* [WORK TO COMPLETE]: Write down the whole listing below again without changing a word.

[Opening SOURCE MATERIAL section]

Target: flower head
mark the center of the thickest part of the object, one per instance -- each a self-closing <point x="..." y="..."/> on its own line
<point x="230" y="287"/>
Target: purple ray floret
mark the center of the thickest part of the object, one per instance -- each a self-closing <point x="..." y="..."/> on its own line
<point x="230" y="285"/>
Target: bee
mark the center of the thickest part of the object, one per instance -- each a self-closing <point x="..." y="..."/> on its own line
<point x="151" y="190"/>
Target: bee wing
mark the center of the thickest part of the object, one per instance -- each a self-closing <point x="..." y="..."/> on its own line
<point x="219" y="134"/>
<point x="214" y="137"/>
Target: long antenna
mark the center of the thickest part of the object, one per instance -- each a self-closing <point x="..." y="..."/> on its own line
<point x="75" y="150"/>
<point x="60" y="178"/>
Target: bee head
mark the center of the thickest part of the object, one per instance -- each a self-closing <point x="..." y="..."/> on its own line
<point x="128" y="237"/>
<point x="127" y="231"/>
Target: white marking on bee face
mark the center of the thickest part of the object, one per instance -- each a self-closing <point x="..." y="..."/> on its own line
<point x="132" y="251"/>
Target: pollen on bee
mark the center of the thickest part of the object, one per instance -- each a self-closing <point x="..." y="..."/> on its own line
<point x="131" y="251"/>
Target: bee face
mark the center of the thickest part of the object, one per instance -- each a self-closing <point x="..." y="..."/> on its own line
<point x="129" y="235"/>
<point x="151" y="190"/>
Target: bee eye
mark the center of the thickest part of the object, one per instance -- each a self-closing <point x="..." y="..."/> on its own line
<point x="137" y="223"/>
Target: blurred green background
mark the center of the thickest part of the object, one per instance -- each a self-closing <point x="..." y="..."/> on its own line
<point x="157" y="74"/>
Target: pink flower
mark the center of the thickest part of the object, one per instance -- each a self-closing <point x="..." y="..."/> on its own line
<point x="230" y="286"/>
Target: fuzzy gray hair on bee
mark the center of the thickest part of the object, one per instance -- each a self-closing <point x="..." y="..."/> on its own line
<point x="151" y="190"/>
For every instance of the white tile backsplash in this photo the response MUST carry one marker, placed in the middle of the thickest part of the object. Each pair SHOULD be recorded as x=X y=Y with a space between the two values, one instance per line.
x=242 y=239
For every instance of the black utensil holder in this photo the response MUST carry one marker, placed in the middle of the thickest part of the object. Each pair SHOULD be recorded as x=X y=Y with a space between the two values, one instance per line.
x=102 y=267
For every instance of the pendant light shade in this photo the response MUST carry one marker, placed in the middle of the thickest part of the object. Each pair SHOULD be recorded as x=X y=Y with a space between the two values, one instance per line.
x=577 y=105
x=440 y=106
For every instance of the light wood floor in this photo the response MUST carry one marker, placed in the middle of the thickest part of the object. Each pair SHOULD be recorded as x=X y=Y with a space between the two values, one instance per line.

[Closing SOURCE MATERIAL section]

* [ANSWER FOR THIS EXERCISE]:
Target: flower head
mark the center of the thickest part of the object, one per instance -- each a self-closing <point x="..." y="..."/> on its own line
<point x="230" y="287"/>
Target: purple ray floret
mark the center of the thickest part of the object, one per instance -- each a self-closing <point x="..." y="..."/> on its own line
<point x="230" y="285"/>
Target: bee
mark the center of the thickest part of the object, one per instance -- each a self-closing <point x="..." y="..."/> on its own line
<point x="151" y="190"/>
Target: bee wing
mark the center of the thickest part of the object, one per instance -- each a self-closing <point x="..." y="..."/> on its own line
<point x="219" y="134"/>
<point x="214" y="137"/>
Target: long antenna
mark the center of the thickest part of the object, one per instance -- each a self-closing <point x="..." y="..."/> on its own line
<point x="75" y="150"/>
<point x="60" y="178"/>
Target: bee head
mark the center of the thickest part of the object, one per instance -- each a self-closing <point x="..." y="..."/> on its own line
<point x="128" y="237"/>
<point x="127" y="231"/>
Target: white marking on bee face
mark the center of the thickest part of the object, one per instance -- each a self-closing <point x="..." y="..."/> on its own line
<point x="132" y="251"/>
Target: pollen on bee
mark the center of the thickest part of the object, one per instance -- each a self-closing <point x="..." y="..."/> on its own line
<point x="131" y="251"/>
Target: bee face
mark the center of the thickest part of the object, one per instance -- each a self-closing <point x="..." y="..."/> on its own line
<point x="129" y="235"/>
<point x="151" y="190"/>
Target: bee eye
mark the center of the thickest part of the object, one per instance -- each a self-closing <point x="..." y="..."/> on its own line
<point x="137" y="223"/>
Target: blurred green background
mark the center of the thickest part of the object, one per instance -- each a self-closing <point x="..." y="..."/> on its own line
<point x="157" y="74"/>
Target: pink flower
mark the center of the thickest part of the object, one per instance -- each a self-closing <point x="..." y="..."/> on its own line
<point x="230" y="286"/>
Target: fuzzy gray hair on bee
mark the center of the thickest part of the object, one per instance -- each a self-closing <point x="..." y="..."/> on its own line
<point x="151" y="190"/>
For every instance of the white tile backsplash in this photo the response MUST carry one marker, placed in the middle of the thickest part of the object. Each pair SHOULD be recorded as x=X y=Y with a space between the two values, one instance per line.
x=242 y=239
For every instance of the black utensil holder in this photo the response MUST carry one marker, placed in the middle of the thickest part of the object. Each pair SHOULD be recorded as x=X y=Y with a space between the two values, one instance per line.
x=102 y=267
For every instance of the pendant light shade in this photo the response MUST carry one marker, placed in the middle of the thickest part of the object. Each pair SHOULD be recorded as x=X y=Y with a space between the two values, one instance per line.
x=577 y=105
x=440 y=106
For every instance of the light wood floor in this photo the response MUST carry one marker, placed in the middle of the thickest part of the object. Each pair SHOULD be recorded as x=X y=Y with a space between the two values, one instance per line.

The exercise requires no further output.